→ **Text**
[start]

[Intel-gfx] [PATCH v4] drm/i915: Replaced Blitter ring based flips with MMIO flips for VLV

Thu May 15 14:27:46 CEST 2014

On Thu, May 15, 2014 at 11:47:37AM +0530, sourab.gupta at intel.com wrote:
> From: Sourab Gupta <sourab.gupta at intel.com>
> 
> Using MMIO based flips on Gen5+ for Media power well residency optimization.
> The blitter ring is currently being used just for command streamer based
> flip calls. For pure 3D workloads, with MMIO flips, there will be no use
> of blitter ring and this will ensure the 100% residency for Media well.
> 
> In a subsequent patch, we can make the selection between CS vs MMIO flip
> based on a module parameter to give more testing coverage.
> 
> v2: The MMIO flips now use the interrupt driven mechanism for issuing the
> flips when target seqno is reached. (Incorporating Ville's idea)

[end]

→ **Supplied records**
[start]

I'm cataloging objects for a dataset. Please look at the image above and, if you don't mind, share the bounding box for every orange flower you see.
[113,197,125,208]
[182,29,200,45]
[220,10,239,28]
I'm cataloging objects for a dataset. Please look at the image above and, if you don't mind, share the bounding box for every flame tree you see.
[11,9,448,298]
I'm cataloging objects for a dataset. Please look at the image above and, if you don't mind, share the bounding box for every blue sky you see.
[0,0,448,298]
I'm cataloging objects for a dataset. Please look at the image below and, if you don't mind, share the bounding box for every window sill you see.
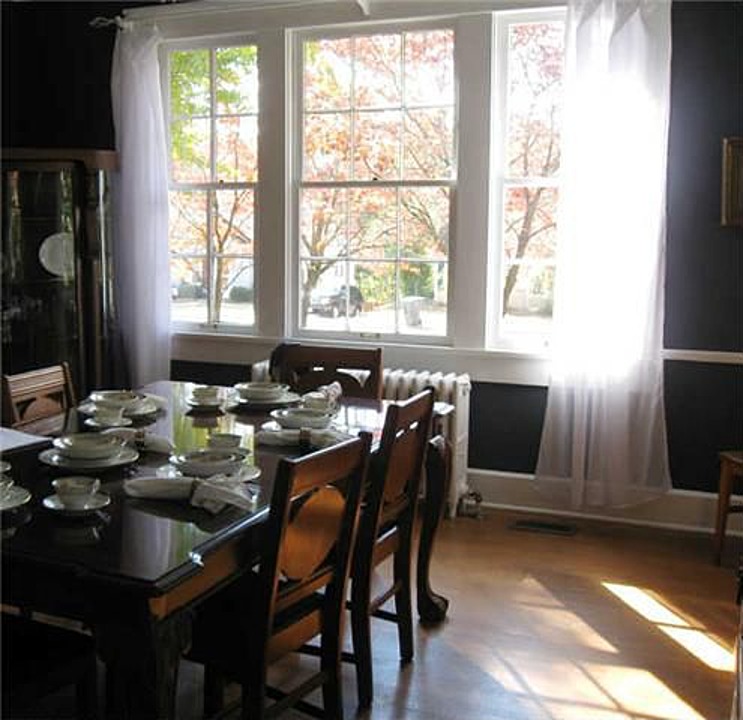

[end]
[start]

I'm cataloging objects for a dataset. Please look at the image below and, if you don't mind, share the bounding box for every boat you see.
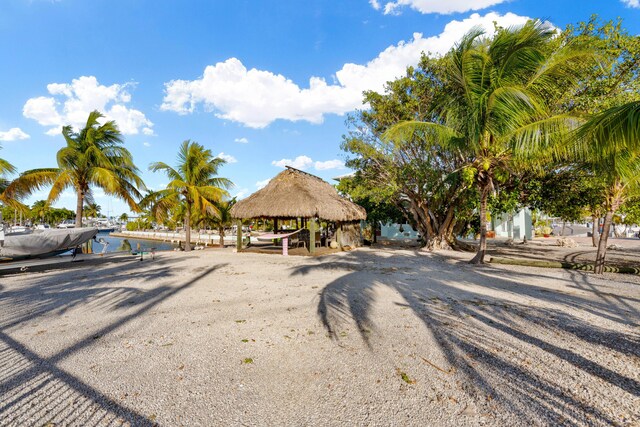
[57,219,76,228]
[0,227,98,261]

[end]
[start]

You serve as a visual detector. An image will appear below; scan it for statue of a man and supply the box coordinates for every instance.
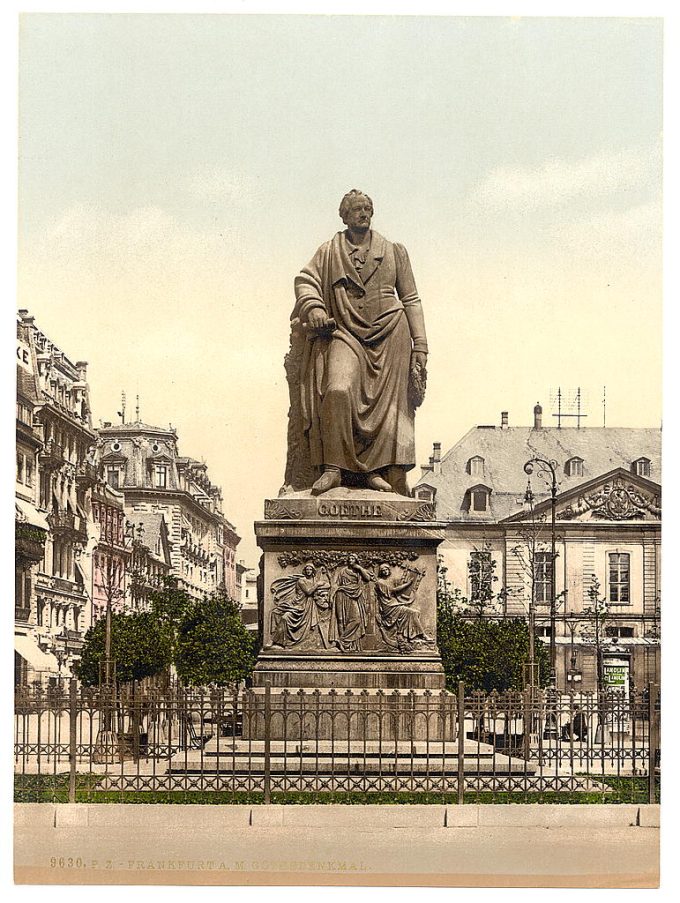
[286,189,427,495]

[end]

→ **What needs to be done**
Copy the passage of the patch email above word for word, starting with "[Intel-gfx] [PATCH v4]" and going on through "more testing coverage.".

→ **Output of the exercise**
[Intel-gfx] [PATCH v4] drm/i915: Replaced Blitter ring based flips with MMIO flips for VLV

Thu May 15 14:27:46 CEST 2014

On Thu, May 15, 2014 at 11:47:37AM +0530, sourab.gupta at intel.com wrote:
> From: Sourab Gupta <sourab.gupta at intel.com>
> 
> Using MMIO based flips on Gen5+ for Media power well residency optimization.
> The blitter ring is currently being used just for command streamer based
> flip calls. For pure 3D workloads, with MMIO flips, there will be no use
> of blitter ring and this will ensure the 100% residency for Media well.
> 
> In a subsequent patch, we can make the selection between CS vs MMIO flip
> based on a module parameter to give more testing coverage.